▸ **Directions**
Rewrite the entries from the line containing "Pick out each instance of the red tabard" through the line containing "(1026, 435)", swapping "airplane" for "plane" and leaving everything else unchanged.

▸ **Supplied information**

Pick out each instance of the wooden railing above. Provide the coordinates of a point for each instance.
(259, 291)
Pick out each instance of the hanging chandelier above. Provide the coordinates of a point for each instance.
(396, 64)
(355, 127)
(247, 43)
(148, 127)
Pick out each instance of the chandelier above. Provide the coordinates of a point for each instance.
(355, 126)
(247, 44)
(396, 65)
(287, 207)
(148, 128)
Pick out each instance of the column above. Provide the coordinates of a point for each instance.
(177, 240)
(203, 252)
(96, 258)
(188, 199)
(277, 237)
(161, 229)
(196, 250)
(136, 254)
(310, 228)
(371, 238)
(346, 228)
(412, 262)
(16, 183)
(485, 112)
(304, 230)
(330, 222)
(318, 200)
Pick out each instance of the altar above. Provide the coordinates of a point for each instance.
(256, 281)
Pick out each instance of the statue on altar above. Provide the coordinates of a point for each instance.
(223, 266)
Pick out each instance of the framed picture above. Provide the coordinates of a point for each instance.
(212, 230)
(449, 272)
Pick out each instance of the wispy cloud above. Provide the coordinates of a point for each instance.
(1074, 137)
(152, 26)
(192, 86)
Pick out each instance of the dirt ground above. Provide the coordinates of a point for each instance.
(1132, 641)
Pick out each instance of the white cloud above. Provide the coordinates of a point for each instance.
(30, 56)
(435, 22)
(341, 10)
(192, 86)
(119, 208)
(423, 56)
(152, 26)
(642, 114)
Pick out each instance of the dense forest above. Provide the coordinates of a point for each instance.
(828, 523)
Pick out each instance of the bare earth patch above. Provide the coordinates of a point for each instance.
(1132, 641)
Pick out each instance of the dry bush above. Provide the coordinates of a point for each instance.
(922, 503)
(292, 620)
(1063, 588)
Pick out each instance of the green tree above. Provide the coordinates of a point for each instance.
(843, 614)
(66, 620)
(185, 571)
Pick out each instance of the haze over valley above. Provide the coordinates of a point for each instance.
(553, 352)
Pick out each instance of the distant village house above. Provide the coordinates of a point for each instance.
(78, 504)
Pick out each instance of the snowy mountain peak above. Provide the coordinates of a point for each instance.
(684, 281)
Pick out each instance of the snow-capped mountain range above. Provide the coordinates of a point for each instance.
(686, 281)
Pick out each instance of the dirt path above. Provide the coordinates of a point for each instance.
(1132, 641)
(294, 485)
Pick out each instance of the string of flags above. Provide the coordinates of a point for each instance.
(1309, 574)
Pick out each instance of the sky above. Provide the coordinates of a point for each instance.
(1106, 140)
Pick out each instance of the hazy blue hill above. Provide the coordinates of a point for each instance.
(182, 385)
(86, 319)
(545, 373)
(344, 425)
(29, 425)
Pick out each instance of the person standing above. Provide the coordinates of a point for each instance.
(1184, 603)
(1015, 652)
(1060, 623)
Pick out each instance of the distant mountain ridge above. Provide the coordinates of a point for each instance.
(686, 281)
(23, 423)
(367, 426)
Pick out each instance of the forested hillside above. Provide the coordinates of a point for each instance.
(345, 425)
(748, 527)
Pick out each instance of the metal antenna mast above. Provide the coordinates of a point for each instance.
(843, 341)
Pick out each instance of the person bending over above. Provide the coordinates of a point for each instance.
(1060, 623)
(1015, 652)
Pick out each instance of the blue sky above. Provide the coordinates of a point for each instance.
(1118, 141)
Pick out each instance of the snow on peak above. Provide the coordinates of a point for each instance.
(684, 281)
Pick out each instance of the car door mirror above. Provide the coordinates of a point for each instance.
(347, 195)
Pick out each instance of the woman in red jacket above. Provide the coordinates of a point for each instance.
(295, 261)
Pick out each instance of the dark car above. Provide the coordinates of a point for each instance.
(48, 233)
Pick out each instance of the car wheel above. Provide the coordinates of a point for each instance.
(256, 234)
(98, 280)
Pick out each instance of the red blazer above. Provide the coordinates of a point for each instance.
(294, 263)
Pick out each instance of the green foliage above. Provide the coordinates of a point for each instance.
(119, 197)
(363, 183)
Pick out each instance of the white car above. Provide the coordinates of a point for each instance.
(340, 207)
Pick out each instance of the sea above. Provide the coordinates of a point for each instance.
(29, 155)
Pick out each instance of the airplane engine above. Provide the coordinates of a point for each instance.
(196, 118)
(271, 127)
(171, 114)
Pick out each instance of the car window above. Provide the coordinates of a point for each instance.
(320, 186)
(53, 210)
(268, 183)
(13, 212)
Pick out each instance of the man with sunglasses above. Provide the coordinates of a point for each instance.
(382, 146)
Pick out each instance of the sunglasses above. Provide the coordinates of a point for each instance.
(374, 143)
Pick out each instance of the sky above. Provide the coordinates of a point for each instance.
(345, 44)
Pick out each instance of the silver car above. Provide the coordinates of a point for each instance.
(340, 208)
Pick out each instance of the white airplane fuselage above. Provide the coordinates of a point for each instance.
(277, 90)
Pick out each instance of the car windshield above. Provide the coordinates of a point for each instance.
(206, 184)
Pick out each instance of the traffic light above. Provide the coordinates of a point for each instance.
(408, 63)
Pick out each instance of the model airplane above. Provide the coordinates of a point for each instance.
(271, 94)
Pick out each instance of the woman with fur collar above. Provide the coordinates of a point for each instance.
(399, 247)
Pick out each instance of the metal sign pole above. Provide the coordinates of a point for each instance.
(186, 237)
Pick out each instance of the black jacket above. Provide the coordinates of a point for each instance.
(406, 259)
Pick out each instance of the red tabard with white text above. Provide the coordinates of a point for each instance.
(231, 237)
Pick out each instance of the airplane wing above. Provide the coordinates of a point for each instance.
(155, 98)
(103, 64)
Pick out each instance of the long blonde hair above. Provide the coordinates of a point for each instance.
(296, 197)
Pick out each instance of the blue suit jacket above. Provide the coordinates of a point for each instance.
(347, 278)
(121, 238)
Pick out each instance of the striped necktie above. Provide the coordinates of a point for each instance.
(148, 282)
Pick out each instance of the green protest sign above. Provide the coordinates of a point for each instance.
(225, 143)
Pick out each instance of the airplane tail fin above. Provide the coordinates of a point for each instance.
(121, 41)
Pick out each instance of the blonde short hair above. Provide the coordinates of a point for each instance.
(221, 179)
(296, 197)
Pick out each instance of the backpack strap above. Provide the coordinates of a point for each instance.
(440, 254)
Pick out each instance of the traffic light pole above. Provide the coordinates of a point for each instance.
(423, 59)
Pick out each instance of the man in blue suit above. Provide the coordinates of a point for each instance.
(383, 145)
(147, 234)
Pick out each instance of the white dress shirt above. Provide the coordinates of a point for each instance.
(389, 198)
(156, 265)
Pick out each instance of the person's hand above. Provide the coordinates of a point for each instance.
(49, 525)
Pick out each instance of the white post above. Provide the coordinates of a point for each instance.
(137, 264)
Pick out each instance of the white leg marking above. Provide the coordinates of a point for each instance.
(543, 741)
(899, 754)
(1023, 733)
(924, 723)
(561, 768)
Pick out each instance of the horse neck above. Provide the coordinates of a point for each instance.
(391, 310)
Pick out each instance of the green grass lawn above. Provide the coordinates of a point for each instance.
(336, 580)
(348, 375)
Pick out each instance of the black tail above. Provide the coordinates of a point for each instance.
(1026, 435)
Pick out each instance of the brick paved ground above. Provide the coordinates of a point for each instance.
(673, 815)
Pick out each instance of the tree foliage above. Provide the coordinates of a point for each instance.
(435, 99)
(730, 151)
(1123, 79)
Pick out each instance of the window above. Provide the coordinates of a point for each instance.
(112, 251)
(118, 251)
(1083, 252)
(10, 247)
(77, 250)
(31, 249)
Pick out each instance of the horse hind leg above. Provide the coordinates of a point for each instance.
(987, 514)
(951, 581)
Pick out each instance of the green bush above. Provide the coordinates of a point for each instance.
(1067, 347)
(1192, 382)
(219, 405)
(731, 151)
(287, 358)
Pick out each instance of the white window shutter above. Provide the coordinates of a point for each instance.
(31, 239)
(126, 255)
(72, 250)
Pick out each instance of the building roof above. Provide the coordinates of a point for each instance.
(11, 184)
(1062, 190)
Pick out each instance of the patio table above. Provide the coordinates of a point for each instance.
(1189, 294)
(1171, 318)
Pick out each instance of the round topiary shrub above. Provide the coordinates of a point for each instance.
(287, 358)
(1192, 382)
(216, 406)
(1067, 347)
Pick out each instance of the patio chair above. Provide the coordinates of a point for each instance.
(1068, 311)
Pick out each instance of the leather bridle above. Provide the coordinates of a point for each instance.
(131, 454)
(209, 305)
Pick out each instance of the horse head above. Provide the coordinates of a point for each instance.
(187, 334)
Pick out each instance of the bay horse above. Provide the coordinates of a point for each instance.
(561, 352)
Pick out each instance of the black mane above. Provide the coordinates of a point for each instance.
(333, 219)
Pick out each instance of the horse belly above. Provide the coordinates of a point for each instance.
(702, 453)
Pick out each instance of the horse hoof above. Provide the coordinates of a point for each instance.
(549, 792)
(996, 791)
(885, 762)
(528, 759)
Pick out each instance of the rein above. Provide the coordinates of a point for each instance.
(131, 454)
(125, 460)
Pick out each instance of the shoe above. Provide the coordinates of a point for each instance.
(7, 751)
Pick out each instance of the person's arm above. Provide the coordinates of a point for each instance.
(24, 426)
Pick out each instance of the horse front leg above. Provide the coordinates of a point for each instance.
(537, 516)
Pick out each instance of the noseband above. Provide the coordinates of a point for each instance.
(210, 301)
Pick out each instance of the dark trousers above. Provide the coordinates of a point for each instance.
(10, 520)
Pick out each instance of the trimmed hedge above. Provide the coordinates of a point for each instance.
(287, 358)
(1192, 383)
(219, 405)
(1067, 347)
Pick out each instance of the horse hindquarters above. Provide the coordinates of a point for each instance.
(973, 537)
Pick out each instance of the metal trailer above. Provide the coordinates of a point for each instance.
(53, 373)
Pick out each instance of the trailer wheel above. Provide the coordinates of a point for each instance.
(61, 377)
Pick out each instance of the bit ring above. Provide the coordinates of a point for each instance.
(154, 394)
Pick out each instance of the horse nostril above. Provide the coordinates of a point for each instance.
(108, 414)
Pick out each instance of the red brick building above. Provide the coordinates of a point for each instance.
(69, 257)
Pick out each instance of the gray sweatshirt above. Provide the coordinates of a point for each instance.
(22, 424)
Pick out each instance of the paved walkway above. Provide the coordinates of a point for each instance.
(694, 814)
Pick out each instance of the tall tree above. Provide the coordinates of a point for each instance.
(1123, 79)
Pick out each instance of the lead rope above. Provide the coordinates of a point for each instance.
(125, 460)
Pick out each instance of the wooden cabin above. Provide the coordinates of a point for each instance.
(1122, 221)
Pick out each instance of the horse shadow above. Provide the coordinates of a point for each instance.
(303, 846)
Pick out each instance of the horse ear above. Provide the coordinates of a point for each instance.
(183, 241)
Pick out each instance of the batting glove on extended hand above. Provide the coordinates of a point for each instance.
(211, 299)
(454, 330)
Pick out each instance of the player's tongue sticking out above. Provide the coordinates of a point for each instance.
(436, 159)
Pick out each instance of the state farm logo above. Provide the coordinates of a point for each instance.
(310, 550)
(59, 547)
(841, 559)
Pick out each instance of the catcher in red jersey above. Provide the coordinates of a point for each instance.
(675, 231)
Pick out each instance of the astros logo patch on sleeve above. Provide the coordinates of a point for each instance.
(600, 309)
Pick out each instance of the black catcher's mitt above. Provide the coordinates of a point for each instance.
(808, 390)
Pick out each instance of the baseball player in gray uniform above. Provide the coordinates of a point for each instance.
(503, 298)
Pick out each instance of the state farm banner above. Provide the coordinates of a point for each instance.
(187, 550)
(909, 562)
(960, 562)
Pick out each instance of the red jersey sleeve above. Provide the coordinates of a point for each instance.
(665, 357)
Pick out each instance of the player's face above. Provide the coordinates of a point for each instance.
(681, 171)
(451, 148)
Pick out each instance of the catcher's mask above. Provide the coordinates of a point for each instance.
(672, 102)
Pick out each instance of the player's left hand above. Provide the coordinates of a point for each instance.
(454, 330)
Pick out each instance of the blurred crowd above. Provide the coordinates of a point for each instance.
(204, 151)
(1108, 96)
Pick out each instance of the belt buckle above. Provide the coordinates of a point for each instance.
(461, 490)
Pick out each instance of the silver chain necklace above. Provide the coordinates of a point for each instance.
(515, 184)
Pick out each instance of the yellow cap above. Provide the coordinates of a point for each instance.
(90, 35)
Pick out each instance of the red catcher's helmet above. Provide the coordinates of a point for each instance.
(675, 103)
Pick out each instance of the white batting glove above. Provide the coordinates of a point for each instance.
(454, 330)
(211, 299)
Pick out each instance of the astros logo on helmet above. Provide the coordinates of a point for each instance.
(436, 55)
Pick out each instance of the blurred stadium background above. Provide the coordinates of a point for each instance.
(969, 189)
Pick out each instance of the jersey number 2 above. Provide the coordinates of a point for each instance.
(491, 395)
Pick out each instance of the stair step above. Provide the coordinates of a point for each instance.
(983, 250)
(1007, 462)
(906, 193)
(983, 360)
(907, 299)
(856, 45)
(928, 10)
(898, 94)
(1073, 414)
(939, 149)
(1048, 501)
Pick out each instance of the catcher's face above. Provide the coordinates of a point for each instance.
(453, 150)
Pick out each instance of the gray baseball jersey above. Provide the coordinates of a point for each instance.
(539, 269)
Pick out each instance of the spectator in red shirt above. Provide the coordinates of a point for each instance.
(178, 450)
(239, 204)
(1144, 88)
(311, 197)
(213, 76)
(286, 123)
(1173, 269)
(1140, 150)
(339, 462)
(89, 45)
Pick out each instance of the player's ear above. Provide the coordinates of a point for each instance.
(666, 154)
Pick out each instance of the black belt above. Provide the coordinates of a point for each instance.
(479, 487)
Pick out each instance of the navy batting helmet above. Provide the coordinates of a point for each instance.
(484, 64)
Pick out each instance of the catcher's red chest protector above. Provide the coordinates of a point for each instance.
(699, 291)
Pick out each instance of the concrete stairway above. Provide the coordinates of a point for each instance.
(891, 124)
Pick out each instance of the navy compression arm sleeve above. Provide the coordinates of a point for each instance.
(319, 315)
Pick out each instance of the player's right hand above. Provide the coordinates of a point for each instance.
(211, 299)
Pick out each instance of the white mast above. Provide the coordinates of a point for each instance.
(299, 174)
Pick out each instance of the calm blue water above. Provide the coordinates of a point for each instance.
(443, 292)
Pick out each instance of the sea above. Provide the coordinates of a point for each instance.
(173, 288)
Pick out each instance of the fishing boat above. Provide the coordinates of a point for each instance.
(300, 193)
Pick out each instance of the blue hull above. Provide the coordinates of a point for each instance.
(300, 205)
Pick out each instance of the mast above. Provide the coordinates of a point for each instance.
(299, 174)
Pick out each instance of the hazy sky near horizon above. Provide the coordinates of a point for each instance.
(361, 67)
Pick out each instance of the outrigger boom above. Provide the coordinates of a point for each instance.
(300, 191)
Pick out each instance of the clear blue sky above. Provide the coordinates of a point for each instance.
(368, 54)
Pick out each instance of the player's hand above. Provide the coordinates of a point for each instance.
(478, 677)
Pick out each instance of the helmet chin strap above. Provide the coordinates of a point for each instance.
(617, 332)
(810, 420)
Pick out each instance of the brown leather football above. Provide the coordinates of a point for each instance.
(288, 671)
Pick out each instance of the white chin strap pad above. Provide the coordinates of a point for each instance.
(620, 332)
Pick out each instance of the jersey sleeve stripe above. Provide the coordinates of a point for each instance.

▸ **The output**
Pick out each instance of the red tabard with white text above. Provide the coordinates of a point for each instance.
(231, 237)
Pick out each instance of the plane wing above. Provide the coordinates of a point for each instance.
(155, 98)
(103, 64)
Pick out each instance of the long blonde hair above. Provide the coordinates of a point for each instance.
(296, 197)
Pick out each instance of the blue suit jacket above. Provide the coordinates of a point for each instance.
(347, 278)
(121, 238)
Pick out each instance of the striped necktie above. Provide the coordinates of a point for each instance.
(148, 282)
Pick out each instance of the green protest sign above. Provide the coordinates of a point for each instance.
(225, 143)
Pick out each instance of the plane tail fin above. Provide the coordinates of a point for each instance.
(121, 41)
Pick out each instance of the blonde short hair above. Provide the coordinates of a point for each instance.
(221, 179)
(296, 197)
Pick out each instance of the backpack strap above. Provide the coordinates of a point for each instance.
(440, 254)
Pick out each instance of the traffic light pole above. Provide the coordinates of a point for each instance.
(423, 59)
Pick out each instance of the man in blue suit above. Provide the coordinates of a point for each instance.
(383, 145)
(147, 234)
Pick out each instance of the white dress shirt above. Provide the coordinates of a point for each instance.
(389, 198)
(156, 265)
Pick out each instance of the person's hand above. Provide the coordinates of a point for each instance.
(49, 525)
Pick out each instance of the white post above. Provide the coordinates of a point for each instance.
(137, 264)
Pick out each instance of the white leg marking above. Provide the coordinates of a point for each instance.
(543, 741)
(899, 754)
(1023, 733)
(924, 723)
(561, 768)
Pick out each instance of the horse neck above. Provide the coordinates of a point for each instance.
(391, 310)
Pick out each instance of the green grass lawn above. Provide the coordinates of a point for each instance.
(336, 580)
(348, 375)
Pick out each instance of the black tail above. Provide the coordinates of a point for each instance.
(1026, 435)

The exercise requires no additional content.